→ Exercise instructions:
Copy every line of the data that includes the string "water".

→ Supplied material:

((

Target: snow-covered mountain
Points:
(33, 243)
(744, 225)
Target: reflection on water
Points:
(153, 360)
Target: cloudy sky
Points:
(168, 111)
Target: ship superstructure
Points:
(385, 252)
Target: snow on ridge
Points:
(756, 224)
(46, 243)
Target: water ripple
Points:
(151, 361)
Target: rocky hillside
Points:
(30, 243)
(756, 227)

))
((

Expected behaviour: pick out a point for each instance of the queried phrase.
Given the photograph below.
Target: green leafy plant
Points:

))
((

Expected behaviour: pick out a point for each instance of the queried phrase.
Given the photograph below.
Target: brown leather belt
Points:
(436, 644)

))

→ Answer box:
Target: reflection on water
Target: water ripple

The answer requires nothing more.